WHAT YOU NEED TO DO
A faithful, word-for-word copy of the data below is required, without pictures.

Top of INPUT DATA

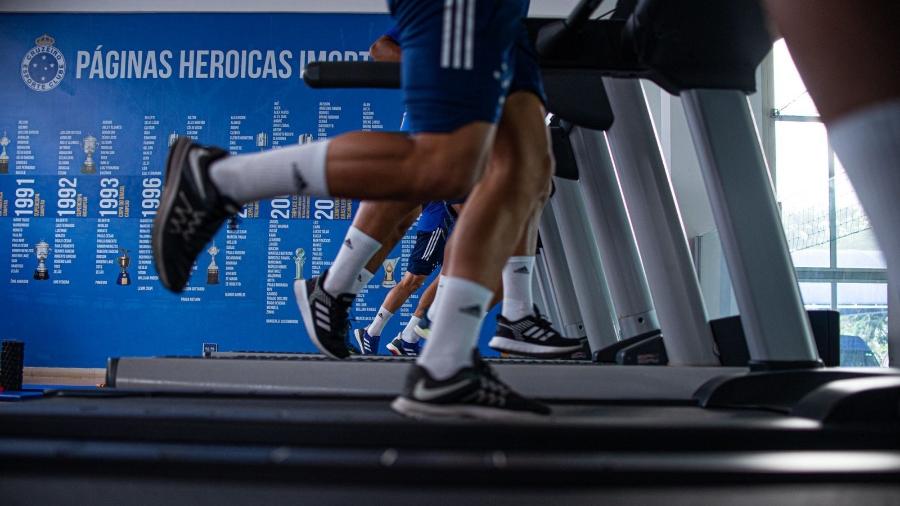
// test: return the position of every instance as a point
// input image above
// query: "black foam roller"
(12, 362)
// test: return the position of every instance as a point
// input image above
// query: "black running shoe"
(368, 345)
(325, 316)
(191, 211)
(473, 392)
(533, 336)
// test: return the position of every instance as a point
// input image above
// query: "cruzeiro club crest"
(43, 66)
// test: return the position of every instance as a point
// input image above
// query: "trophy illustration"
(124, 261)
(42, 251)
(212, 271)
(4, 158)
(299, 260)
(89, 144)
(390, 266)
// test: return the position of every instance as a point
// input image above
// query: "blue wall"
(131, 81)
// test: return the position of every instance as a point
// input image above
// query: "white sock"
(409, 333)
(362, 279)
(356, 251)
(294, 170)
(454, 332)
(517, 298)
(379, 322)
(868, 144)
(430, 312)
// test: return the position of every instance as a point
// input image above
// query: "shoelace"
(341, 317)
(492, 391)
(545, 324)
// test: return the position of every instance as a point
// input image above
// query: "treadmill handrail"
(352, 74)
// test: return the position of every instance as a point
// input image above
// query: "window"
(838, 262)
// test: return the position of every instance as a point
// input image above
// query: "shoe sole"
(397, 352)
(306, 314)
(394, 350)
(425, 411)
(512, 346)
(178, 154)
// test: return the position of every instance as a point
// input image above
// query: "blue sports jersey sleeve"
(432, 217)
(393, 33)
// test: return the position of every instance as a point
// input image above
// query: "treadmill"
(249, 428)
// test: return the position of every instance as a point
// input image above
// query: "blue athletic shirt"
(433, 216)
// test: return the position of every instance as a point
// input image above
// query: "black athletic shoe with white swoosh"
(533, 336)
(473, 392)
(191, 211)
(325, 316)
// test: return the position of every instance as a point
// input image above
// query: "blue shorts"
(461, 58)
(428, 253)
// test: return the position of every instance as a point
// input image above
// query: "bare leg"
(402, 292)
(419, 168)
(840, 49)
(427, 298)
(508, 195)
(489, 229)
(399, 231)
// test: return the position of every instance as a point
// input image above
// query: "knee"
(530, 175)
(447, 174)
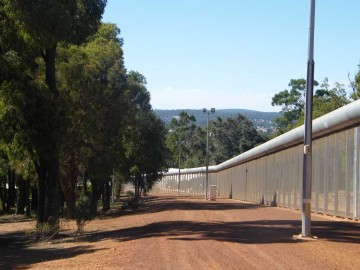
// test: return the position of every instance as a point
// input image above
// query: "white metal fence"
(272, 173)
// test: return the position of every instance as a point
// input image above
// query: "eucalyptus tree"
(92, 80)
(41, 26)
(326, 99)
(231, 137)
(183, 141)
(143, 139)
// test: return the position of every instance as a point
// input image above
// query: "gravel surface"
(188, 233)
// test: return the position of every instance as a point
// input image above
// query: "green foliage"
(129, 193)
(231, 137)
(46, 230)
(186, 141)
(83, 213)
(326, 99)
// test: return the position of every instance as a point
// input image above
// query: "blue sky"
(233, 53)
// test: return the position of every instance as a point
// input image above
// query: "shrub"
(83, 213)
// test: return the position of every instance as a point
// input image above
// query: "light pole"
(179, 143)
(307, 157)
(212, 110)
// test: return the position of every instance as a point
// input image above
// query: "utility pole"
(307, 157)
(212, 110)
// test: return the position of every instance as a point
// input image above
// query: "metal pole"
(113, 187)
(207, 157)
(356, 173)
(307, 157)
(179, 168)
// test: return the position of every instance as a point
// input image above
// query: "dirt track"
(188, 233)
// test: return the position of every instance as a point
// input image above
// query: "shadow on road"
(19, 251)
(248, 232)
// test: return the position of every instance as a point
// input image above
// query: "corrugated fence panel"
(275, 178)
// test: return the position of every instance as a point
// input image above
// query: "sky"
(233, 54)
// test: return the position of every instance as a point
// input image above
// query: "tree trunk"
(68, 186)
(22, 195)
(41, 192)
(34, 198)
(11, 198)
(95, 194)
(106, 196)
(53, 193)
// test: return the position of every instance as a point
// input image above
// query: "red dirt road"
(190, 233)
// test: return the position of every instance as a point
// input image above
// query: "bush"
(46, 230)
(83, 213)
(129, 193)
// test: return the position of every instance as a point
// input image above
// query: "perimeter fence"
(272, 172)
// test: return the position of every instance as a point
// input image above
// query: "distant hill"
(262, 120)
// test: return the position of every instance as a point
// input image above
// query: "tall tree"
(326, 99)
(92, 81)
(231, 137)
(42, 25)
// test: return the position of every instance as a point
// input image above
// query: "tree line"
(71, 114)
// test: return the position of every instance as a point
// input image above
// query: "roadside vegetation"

Bottom of INPUT DATA

COMPLETED EXERCISE
// test: return the position of every instance as a point
// input image above
// query: "black foam roller"
(12, 362)
// test: return the position of every instance as a point
// input image above
// query: "black running shoe"
(368, 345)
(325, 316)
(191, 211)
(473, 392)
(533, 336)
// test: return the position of every instance as a point
// input image above
// query: "cruzeiro club crest"
(43, 66)
// test: return the position of every instance as a point
// input image above
// query: "trophy illustration"
(124, 261)
(42, 251)
(212, 271)
(4, 158)
(299, 260)
(89, 144)
(390, 266)
// test: return the position of every instance as a point
// input image above
// query: "blue wall"
(131, 81)
// test: return the position of every instance as a point
// input image above
// query: "white sock"
(409, 333)
(362, 279)
(356, 251)
(294, 170)
(454, 332)
(517, 298)
(379, 322)
(868, 144)
(430, 312)
// test: return the position of every instance as a point
// input image above
// query: "shoelace"
(341, 317)
(492, 391)
(545, 324)
// test: return the position of every instance as a point
// input image above
// query: "treadmill handrail"
(352, 74)
// test: return the position of every instance as a point
// input image above
// query: "window"
(838, 262)
// test: return the position of every instance as a point
// input image above
// query: "shoe sole"
(397, 352)
(306, 314)
(394, 350)
(425, 411)
(512, 346)
(178, 154)
// test: return the position of every instance as a point
// input image above
// query: "blue sports jersey sleeve"
(432, 217)
(393, 33)
// test: return the position of every instance as a point
// input image above
// query: "treadmill"
(249, 428)
// test: return the position of every instance as a point
// input image above
// query: "blue athletic shirt"
(433, 216)
// test: return the position of every instance as a point
// input image above
// query: "black athletic shoe with white swoosh"
(533, 336)
(473, 392)
(191, 211)
(325, 316)
// test: return the position of every instance as a point
// input image above
// query: "blue shorts"
(461, 58)
(428, 253)
// test: return the position of every instance as a point
// input image above
// query: "bare leg"
(402, 292)
(419, 168)
(840, 49)
(427, 298)
(508, 195)
(489, 229)
(399, 231)
// test: return the position of every instance as a point
// input image above
// query: "knee"
(530, 175)
(447, 174)
// test: return the position of every instance as a point
// input image above
// query: "white metal fence"
(272, 173)
// test: return the position of every instance as a point
// input image above
// query: "eucalyptus tree"
(92, 80)
(41, 26)
(326, 99)
(231, 137)
(183, 141)
(143, 139)
// test: return the position of every instance as a point
// input image above
// query: "gravel surface"
(188, 233)
// test: return the position of every instance as a point
// input image above
// query: "green foliage"
(129, 193)
(231, 137)
(46, 230)
(186, 141)
(83, 213)
(326, 99)
// test: return the position of every instance as a point
// input image above
// query: "blue sky"
(233, 53)
// test: return the position of every instance as a point
// input image above
// query: "shrub"
(83, 213)
// test: return the position of every instance as a point
// input image above
// query: "light pole"
(179, 143)
(307, 157)
(212, 110)
// test: return the position of every instance as a point
// input image above
// query: "utility pole"
(307, 157)
(212, 110)
// test: return the position of every instance as a point
// input image above
// query: "metal pole"
(113, 187)
(207, 157)
(356, 173)
(307, 157)
(179, 168)
// test: return the position of every instance as a point
// input image above
// query: "dirt track"
(188, 233)
// test: return the position of every instance as a point
// input image above
// query: "shadow on road"
(19, 251)
(248, 232)
// test: return the position of every instance as a point
// input image above
// query: "corrugated fence panel"
(275, 178)
// test: return the position of every instance as a point
// input image above
// query: "sky"
(233, 54)
// test: return the position of every instance as a point
// input image above
// query: "tree trunk"
(68, 186)
(22, 195)
(41, 192)
(34, 198)
(11, 198)
(95, 194)
(106, 196)
(53, 193)
// test: return the position of every instance as a point
// input image above
// query: "red dirt road"
(190, 233)
// test: return the position of every instance as a point
// input image above
// query: "bush"
(46, 230)
(83, 213)
(129, 193)
// test: return the position of every instance as a point
// input image above
// query: "perimeter fence"
(272, 172)
// test: return the position of every instance as a point
// input image above
// query: "distant hill"
(262, 120)
// test: return the position of every instance as a point
// input image above
// query: "tall tree"
(326, 99)
(92, 81)
(231, 137)
(42, 25)
// test: return the position of every instance as a point
// input image above
// query: "tree line"
(71, 114)
// test: return the position of every instance as a point
// input image above
// query: "roadside vegetation"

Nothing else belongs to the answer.